Work to do. Only the pictures are omitted; repeat all other data exactly.

Data provided.
#####
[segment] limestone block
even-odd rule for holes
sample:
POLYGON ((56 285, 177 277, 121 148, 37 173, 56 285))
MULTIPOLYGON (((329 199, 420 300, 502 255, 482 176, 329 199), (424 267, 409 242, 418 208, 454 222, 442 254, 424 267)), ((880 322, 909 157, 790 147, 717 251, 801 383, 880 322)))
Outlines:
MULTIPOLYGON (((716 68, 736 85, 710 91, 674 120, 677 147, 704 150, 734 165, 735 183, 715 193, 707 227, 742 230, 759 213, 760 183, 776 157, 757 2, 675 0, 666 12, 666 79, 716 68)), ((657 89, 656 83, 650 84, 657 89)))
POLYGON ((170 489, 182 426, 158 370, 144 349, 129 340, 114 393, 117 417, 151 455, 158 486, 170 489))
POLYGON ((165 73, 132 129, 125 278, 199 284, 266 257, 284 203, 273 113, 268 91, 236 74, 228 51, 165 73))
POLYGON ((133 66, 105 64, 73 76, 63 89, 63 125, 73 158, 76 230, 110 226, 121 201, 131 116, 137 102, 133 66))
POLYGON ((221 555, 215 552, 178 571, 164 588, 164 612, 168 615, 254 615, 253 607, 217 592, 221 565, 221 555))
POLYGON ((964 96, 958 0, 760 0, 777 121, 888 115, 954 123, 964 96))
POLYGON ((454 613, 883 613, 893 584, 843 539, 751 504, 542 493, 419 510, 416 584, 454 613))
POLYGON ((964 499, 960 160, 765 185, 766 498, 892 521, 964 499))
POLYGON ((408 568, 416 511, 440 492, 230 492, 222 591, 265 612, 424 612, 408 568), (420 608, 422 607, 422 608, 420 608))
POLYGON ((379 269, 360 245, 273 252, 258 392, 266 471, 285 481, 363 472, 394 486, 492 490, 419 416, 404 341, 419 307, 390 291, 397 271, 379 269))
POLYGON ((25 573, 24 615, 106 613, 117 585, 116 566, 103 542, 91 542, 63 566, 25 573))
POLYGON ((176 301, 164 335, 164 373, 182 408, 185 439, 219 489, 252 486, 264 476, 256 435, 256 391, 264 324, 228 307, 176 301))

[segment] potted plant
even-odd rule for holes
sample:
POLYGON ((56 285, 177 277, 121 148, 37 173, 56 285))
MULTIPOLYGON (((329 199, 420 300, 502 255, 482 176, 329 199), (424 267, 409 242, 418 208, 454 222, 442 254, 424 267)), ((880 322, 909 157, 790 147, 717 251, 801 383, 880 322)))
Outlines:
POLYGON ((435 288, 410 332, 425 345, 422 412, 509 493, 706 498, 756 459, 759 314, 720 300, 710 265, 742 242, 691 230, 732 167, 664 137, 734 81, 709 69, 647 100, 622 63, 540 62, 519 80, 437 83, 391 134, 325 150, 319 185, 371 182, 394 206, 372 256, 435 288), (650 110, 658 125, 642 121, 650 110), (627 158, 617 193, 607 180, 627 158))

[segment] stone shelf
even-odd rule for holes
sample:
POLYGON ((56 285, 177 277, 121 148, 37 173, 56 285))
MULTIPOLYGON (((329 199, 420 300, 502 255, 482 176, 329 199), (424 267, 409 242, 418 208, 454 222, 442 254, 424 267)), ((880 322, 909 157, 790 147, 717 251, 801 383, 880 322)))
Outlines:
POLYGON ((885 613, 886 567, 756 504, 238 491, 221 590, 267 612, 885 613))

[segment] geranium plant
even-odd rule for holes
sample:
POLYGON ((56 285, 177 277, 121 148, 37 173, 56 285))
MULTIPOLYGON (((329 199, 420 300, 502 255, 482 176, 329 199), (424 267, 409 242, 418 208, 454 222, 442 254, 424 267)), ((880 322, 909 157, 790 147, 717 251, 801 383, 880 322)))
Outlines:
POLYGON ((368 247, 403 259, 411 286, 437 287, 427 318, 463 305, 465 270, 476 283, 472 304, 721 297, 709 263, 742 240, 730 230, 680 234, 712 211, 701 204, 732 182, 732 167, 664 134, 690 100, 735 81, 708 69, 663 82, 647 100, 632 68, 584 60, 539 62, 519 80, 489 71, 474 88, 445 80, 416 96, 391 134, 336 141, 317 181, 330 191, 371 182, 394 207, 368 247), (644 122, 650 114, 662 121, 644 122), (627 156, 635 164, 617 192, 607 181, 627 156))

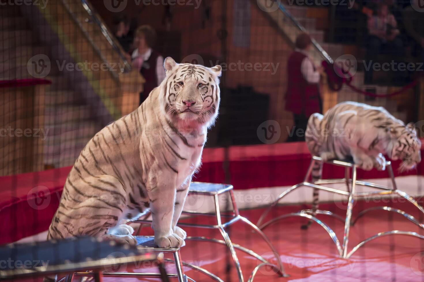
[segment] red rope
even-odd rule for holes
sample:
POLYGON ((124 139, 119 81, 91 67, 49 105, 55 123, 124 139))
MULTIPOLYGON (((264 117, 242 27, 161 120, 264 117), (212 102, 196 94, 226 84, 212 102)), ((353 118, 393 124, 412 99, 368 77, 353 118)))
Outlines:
#####
Complete output.
[segment] limestone block
even-odd rule for holes
sample:
POLYGON ((56 285, 177 277, 121 148, 37 173, 56 285))
MULTIPOLYGON (((329 199, 420 300, 502 255, 482 176, 329 199), (424 267, 409 242, 418 208, 454 222, 442 254, 424 267)), ((880 322, 909 157, 790 147, 717 251, 801 383, 880 322)))
Outlines:
MULTIPOLYGON (((716 68, 736 85, 710 91, 674 120, 677 147, 704 150, 734 165, 735 183, 715 193, 707 227, 742 230, 759 213, 760 183, 776 157, 757 2, 675 0, 666 12, 666 79, 716 68)), ((657 89, 656 83, 650 84, 657 89)))
POLYGON ((170 489, 182 426, 158 370, 144 349, 129 340, 114 393, 117 417, 151 455, 158 486, 170 489))
POLYGON ((165 73, 132 129, 125 278, 199 284, 266 257, 284 203, 273 113, 268 91, 236 74, 228 51, 165 73))
POLYGON ((133 66, 105 64, 73 76, 63 89, 63 125, 73 158, 76 230, 110 226, 121 201, 131 116, 137 102, 133 66))
POLYGON ((221 555, 215 552, 178 571, 164 588, 164 612, 168 615, 254 615, 253 607, 217 592, 221 565, 221 555))
POLYGON ((964 96, 958 0, 760 0, 777 121, 888 115, 954 123, 964 96))
POLYGON ((454 613, 883 613, 893 584, 843 539, 751 504, 542 493, 419 510, 416 584, 454 613))
POLYGON ((964 499, 960 160, 765 185, 766 498, 892 521, 964 499))
POLYGON ((408 568, 416 511, 440 492, 230 492, 222 591, 265 612, 424 612, 408 568), (420 608, 422 607, 422 608, 420 608))
POLYGON ((379 269, 360 245, 273 252, 258 392, 266 471, 285 481, 363 472, 394 486, 492 490, 419 416, 404 341, 419 307, 390 291, 397 271, 379 269))
POLYGON ((25 573, 24 615, 106 613, 117 585, 116 566, 103 542, 91 542, 63 566, 25 573))
POLYGON ((176 301, 164 335, 164 373, 182 408, 185 439, 219 489, 252 486, 264 476, 256 435, 256 391, 264 324, 228 307, 176 301))

[segment] potted plant
even-odd rule for holes
sample:
POLYGON ((56 285, 177 277, 121 148, 37 173, 56 285))
MULTIPOLYGON (((329 199, 420 300, 502 255, 482 176, 329 199), (424 267, 409 242, 418 208, 454 222, 442 254, 424 267)), ((880 322, 909 157, 790 147, 717 251, 801 383, 880 322)))
Outlines:
POLYGON ((435 288, 410 332, 425 345, 422 412, 509 493, 706 498, 756 459, 759 314, 720 300, 710 265, 742 242, 691 230, 732 167, 664 137, 734 81, 709 69, 647 100, 622 63, 540 62, 519 80, 437 83, 391 134, 325 150, 319 185, 371 182, 394 206, 372 256, 435 288), (650 110, 658 125, 642 121, 650 110), (627 158, 617 193, 607 180, 627 158))

[segment] stone shelf
even-odd rule for holes
sample:
POLYGON ((56 285, 177 277, 121 148, 37 173, 56 285))
MULTIPOLYGON (((329 199, 420 300, 502 255, 482 176, 329 199), (424 267, 409 242, 418 208, 454 222, 442 254, 424 267)), ((880 322, 909 157, 790 147, 717 251, 801 383, 880 322)))
Outlines:
POLYGON ((885 613, 886 567, 756 504, 238 491, 221 590, 267 612, 885 613))

[segment] geranium plant
even-odd rule for holes
sample:
POLYGON ((56 285, 177 277, 121 148, 37 173, 56 285))
MULTIPOLYGON (((329 199, 420 300, 502 255, 482 176, 329 199), (424 267, 409 242, 418 208, 454 222, 442 254, 424 267)), ((880 322, 909 157, 790 147, 717 251, 801 383, 880 322)))
Outlines:
POLYGON ((368 247, 403 259, 411 286, 437 287, 427 318, 463 305, 465 270, 476 283, 472 304, 721 297, 709 263, 742 240, 730 230, 680 234, 712 211, 701 204, 732 182, 732 167, 664 134, 690 100, 735 81, 708 69, 663 82, 647 100, 632 68, 584 60, 539 62, 519 80, 489 71, 474 88, 445 80, 416 96, 391 134, 336 141, 317 181, 330 191, 371 182, 394 207, 368 247), (644 122, 650 114, 662 121, 644 122), (627 156, 635 164, 617 192, 607 181, 627 156))

[segment] red rope
even-odd rule for holes
sample:
POLYGON ((124 139, 119 81, 91 67, 49 105, 55 123, 124 139))
MULTIPOLYGON (((264 117, 242 27, 161 120, 264 117), (212 102, 196 94, 226 84, 212 102)), ((353 118, 393 124, 412 99, 368 77, 353 118)))
Outlines:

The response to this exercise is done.